Directions
Transcribe word for word everything from the line containing "detect the shadow" down to the line containing "(219, 337), (567, 400)", including both of those lines.

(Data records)
•••••

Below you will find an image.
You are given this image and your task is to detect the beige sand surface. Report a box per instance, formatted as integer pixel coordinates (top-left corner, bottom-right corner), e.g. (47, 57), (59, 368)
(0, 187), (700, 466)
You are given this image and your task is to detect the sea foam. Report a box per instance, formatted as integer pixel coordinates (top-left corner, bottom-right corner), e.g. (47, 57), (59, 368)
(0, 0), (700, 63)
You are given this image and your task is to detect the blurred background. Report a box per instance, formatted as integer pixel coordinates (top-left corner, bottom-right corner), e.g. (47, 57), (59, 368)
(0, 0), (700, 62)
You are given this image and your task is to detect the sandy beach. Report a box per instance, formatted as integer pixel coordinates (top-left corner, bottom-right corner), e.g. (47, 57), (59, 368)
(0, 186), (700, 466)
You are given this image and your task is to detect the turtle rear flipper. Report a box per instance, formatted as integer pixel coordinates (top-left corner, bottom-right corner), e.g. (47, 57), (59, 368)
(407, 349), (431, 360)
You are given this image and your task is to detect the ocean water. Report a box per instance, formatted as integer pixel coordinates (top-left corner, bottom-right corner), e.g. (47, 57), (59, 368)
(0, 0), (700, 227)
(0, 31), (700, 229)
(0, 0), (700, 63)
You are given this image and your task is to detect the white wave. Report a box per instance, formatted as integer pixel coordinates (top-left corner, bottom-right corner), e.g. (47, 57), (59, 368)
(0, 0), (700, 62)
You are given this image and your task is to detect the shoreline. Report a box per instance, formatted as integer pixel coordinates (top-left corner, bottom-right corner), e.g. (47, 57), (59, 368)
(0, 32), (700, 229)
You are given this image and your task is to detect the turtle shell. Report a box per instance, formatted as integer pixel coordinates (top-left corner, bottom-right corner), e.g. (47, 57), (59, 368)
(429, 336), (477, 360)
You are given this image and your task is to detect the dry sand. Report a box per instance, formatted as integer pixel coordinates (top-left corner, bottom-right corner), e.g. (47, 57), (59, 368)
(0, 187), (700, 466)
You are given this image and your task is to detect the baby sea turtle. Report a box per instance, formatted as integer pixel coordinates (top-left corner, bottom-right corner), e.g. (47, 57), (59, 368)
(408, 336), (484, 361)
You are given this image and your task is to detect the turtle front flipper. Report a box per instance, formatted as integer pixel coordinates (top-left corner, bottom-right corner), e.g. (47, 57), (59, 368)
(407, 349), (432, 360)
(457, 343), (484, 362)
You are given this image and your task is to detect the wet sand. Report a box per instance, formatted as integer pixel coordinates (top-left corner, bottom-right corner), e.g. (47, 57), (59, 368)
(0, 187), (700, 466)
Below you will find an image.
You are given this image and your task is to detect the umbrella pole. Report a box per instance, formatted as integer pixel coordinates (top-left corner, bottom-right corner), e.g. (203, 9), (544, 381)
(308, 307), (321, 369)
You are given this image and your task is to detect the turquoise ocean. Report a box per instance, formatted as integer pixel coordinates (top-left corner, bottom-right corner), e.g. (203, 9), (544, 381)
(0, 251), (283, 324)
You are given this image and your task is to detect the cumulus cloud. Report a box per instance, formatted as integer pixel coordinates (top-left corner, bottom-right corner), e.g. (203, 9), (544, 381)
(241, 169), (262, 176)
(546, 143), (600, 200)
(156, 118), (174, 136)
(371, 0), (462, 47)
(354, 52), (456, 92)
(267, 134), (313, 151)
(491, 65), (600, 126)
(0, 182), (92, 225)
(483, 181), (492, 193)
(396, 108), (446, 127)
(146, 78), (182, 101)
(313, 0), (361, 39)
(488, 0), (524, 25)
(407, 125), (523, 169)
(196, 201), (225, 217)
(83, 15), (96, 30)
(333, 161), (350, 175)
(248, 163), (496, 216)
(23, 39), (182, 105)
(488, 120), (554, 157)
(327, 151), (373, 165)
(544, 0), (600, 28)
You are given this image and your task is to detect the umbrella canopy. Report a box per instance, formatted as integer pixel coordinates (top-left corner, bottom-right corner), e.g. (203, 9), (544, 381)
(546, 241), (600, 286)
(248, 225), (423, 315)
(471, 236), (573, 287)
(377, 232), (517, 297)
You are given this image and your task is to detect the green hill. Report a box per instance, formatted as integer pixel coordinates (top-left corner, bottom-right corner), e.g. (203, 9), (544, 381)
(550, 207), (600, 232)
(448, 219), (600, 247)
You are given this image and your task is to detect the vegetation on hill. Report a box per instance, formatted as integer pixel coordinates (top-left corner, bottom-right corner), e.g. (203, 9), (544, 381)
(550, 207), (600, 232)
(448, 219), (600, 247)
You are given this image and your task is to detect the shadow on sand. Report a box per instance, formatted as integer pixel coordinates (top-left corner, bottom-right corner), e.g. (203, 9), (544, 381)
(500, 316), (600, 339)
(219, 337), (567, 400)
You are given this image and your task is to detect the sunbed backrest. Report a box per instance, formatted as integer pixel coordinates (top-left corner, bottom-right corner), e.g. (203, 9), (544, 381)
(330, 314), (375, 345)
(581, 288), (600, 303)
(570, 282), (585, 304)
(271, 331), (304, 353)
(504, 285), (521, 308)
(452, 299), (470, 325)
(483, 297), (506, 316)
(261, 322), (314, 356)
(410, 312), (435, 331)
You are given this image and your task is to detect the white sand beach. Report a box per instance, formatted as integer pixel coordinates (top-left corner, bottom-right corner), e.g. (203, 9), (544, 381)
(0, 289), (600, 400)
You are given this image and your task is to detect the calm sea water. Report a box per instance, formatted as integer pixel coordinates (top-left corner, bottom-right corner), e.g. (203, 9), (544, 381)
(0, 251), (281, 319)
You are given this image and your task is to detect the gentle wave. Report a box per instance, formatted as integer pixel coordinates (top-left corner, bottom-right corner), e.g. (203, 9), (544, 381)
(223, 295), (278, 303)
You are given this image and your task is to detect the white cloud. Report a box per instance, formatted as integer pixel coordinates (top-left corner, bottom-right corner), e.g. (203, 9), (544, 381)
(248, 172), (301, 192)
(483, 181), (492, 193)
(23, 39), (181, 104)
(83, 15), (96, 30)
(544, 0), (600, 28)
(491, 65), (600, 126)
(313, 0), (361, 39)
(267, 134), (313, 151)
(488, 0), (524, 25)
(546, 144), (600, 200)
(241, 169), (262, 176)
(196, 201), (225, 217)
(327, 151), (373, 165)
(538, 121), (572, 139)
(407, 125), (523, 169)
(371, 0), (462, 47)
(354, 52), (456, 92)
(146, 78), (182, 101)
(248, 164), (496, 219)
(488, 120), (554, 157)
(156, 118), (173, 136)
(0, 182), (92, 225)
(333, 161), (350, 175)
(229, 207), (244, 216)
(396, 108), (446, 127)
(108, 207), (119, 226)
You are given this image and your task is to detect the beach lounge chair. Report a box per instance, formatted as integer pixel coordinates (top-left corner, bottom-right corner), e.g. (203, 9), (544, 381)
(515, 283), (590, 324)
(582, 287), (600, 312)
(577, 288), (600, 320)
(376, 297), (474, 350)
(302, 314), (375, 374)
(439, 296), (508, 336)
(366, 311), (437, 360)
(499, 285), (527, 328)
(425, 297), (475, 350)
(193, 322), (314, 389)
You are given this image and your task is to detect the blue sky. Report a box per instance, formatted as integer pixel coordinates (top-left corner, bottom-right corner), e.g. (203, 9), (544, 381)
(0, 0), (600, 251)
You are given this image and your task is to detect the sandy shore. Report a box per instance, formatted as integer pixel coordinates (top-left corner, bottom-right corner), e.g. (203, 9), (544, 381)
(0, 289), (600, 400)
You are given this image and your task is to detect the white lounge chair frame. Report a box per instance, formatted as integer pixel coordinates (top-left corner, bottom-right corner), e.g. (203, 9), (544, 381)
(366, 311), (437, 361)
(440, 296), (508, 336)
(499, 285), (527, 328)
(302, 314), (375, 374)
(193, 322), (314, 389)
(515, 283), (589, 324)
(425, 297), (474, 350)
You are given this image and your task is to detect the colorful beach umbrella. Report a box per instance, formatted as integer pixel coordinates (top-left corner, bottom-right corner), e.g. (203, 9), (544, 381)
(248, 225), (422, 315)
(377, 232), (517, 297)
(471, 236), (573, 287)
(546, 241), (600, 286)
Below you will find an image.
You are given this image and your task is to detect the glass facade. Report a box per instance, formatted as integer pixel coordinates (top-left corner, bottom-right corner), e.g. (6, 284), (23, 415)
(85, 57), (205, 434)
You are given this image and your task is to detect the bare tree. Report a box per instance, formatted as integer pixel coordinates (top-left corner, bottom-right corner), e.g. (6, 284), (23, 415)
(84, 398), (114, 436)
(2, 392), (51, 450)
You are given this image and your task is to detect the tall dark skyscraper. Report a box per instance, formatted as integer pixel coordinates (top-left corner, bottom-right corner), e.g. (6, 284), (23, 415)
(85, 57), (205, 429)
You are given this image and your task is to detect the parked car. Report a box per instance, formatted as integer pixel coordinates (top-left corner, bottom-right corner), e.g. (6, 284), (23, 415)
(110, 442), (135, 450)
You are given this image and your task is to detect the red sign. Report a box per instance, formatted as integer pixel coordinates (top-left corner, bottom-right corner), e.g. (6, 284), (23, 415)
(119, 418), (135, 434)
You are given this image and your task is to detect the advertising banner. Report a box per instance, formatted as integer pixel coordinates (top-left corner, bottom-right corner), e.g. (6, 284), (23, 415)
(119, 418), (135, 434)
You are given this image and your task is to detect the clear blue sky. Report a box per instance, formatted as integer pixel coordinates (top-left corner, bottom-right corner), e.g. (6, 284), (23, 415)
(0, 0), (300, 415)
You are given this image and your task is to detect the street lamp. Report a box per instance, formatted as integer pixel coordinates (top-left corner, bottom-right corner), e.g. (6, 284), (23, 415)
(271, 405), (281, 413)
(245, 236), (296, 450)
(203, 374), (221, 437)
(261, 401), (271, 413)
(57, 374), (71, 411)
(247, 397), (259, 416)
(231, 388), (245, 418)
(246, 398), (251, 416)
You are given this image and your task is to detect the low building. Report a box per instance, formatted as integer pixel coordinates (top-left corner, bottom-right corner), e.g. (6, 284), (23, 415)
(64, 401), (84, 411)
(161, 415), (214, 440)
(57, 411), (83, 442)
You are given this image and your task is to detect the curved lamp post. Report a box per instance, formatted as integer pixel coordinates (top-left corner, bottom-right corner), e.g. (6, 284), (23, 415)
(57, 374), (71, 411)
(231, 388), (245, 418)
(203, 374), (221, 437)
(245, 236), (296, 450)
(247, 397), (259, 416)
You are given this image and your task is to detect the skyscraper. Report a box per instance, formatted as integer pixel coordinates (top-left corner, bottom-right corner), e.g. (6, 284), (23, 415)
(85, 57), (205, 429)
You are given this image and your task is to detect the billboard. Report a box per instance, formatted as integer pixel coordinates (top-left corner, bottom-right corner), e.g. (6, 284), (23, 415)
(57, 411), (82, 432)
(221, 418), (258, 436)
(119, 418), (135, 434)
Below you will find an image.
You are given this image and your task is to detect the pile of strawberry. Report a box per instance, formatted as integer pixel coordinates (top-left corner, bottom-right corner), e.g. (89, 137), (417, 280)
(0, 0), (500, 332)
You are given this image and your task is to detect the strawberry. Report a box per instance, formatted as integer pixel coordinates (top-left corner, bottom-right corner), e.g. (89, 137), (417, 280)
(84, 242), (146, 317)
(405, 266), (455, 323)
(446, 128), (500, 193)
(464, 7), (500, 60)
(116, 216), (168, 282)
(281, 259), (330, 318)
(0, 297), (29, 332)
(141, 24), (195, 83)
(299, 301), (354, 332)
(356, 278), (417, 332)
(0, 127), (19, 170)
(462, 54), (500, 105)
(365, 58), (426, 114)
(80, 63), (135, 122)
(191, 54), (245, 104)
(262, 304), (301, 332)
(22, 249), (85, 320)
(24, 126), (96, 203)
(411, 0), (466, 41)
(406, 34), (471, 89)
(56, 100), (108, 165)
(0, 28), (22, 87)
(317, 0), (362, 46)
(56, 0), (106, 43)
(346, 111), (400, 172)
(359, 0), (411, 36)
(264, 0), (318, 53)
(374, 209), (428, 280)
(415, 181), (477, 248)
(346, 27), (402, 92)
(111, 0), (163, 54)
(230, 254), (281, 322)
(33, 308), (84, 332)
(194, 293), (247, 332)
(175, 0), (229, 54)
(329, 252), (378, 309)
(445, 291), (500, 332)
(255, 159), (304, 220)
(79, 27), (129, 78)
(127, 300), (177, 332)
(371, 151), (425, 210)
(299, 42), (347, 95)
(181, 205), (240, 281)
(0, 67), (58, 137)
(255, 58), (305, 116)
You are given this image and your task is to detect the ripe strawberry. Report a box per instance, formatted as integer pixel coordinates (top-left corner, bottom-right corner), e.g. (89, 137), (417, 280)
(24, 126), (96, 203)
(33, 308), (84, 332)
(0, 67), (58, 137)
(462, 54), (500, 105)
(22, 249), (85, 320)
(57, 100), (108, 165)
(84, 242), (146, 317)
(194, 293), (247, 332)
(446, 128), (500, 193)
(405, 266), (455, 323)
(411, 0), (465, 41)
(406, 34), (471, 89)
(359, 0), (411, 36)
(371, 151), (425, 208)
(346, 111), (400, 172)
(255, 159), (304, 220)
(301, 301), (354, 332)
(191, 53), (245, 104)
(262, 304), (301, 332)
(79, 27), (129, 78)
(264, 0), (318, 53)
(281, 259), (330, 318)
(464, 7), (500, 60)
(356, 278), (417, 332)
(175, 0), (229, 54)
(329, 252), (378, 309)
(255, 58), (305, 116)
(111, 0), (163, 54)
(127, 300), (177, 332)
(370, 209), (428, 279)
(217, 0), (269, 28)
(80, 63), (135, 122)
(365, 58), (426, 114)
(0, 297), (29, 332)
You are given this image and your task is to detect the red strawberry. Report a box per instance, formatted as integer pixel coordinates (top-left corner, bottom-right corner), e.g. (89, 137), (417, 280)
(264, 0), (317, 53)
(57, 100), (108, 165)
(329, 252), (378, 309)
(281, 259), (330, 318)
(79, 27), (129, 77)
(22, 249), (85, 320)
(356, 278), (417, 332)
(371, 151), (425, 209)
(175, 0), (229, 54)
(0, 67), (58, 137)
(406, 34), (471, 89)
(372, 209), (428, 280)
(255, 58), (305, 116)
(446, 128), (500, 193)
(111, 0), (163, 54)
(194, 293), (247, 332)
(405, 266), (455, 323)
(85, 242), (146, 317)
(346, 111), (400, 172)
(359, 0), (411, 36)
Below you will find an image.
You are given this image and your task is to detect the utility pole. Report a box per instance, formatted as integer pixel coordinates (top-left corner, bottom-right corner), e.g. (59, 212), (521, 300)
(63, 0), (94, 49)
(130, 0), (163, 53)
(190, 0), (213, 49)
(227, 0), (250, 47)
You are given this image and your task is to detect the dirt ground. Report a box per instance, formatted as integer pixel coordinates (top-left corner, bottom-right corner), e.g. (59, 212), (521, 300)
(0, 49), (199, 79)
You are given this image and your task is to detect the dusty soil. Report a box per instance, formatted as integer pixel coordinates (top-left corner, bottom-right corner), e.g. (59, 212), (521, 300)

•••••

Expected answer
You are given this image and your task is to detect the shadow on sand. Report a box per instance, formatted as integer pixel coordinates (top-left corner, bottom-right corner), e.g. (203, 9), (544, 381)
(500, 316), (600, 339)
(219, 337), (567, 400)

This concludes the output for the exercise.